BEGIN

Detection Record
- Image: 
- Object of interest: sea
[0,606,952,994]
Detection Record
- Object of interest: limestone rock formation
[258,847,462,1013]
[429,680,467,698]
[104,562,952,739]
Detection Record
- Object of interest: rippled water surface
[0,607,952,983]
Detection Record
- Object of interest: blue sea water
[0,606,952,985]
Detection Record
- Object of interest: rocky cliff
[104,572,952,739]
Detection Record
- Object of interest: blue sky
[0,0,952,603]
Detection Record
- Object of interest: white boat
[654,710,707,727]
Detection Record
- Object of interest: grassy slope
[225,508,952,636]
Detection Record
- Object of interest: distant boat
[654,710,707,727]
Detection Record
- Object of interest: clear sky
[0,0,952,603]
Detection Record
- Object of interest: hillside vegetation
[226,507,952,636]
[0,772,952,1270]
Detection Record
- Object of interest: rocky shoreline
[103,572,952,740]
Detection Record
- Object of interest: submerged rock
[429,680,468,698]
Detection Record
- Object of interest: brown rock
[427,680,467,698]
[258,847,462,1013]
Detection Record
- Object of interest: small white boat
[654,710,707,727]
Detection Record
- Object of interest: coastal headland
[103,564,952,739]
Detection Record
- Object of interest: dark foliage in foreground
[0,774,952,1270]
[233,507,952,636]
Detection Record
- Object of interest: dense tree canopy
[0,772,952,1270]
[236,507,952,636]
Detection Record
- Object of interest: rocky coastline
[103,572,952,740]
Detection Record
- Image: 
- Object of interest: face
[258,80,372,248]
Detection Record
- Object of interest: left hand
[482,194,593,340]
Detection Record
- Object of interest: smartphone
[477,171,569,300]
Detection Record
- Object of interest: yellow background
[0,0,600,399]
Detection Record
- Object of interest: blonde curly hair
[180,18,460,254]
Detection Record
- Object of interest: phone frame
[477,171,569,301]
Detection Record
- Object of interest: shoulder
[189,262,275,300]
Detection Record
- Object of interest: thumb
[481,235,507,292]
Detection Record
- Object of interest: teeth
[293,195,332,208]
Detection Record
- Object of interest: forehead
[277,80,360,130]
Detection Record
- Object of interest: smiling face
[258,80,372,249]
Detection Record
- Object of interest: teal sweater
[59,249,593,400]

END
BEGIN

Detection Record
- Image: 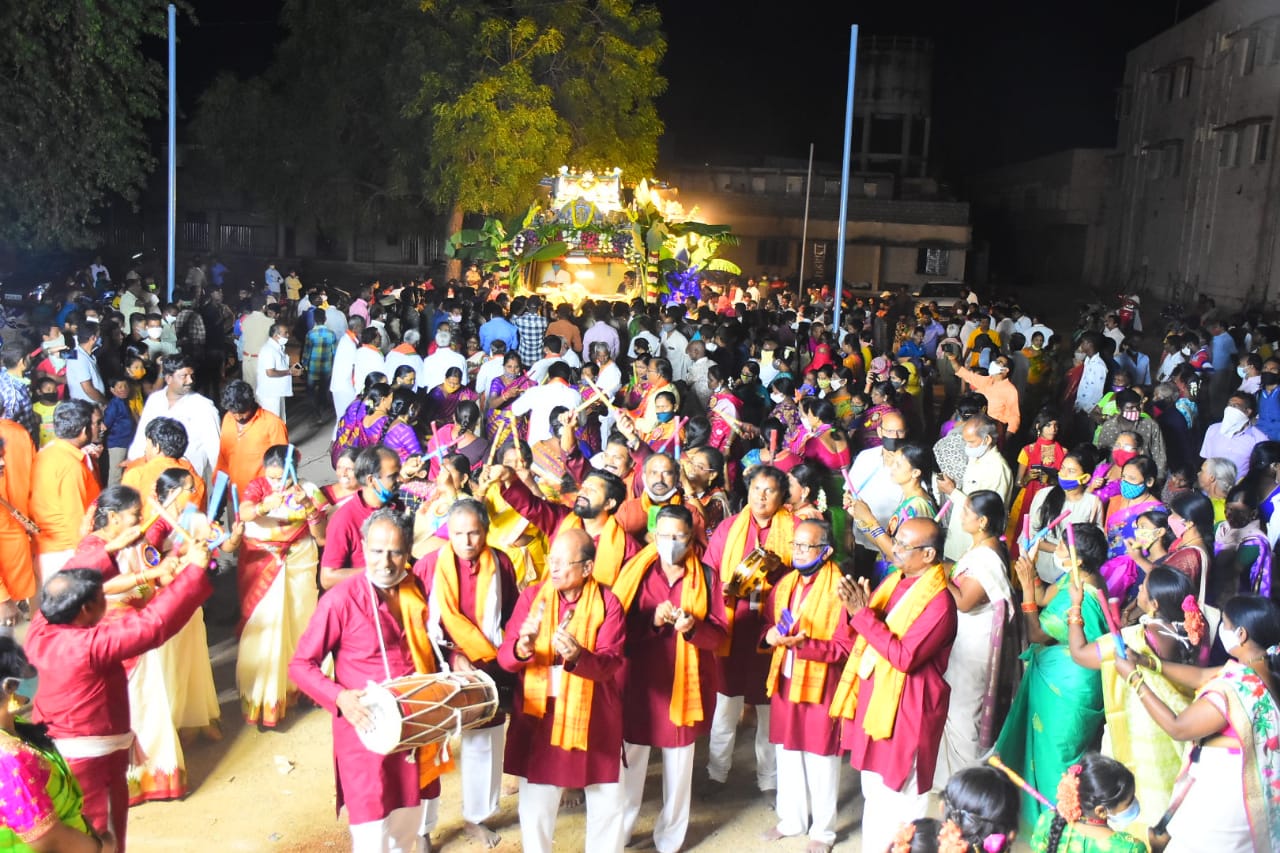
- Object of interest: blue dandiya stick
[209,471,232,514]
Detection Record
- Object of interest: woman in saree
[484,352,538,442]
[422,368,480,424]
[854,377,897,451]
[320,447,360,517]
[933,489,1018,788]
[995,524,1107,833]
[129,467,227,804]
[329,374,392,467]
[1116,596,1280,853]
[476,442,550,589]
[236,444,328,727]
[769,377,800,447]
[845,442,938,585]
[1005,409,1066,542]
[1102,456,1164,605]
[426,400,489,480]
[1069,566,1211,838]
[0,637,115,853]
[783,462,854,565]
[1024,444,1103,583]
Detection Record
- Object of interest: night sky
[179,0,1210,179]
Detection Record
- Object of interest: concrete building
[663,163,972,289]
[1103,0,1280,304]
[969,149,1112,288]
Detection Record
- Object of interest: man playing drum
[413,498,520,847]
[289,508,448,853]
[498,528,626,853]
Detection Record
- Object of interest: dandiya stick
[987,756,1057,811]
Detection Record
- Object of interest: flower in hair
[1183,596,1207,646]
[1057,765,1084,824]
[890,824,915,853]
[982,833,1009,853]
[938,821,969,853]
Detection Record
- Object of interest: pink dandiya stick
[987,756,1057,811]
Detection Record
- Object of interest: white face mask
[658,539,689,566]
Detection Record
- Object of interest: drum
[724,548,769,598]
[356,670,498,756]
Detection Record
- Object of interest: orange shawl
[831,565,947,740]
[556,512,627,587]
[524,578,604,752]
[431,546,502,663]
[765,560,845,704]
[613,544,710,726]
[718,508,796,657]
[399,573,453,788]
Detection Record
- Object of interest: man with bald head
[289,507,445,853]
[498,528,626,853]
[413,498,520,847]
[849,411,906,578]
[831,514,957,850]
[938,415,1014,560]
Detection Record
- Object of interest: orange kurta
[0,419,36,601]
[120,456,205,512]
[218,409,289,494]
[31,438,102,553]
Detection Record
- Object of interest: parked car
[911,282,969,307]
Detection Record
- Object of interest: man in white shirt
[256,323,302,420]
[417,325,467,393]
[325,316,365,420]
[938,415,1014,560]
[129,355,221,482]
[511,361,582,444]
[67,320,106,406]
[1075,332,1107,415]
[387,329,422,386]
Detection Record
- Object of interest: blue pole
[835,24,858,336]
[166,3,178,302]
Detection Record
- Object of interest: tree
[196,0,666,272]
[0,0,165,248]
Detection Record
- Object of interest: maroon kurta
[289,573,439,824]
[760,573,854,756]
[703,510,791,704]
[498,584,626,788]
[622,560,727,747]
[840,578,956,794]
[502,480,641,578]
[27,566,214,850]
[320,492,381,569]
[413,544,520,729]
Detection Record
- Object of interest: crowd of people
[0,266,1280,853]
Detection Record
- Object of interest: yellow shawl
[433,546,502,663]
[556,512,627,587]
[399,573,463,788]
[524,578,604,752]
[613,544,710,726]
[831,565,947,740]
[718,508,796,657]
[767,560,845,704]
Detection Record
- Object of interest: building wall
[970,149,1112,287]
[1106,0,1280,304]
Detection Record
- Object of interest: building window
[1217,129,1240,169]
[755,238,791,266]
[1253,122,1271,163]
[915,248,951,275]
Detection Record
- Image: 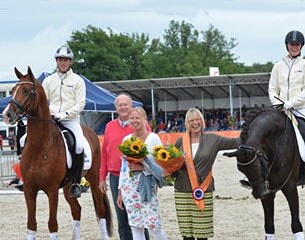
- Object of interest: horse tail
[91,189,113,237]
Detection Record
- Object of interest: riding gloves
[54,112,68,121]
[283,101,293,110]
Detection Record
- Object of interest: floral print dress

END

__WHAT YOU HAVE TO DO__. State how many lines in the rows above contain the string "tree". Reply with the number alone.

__RESULT BELOW__. 2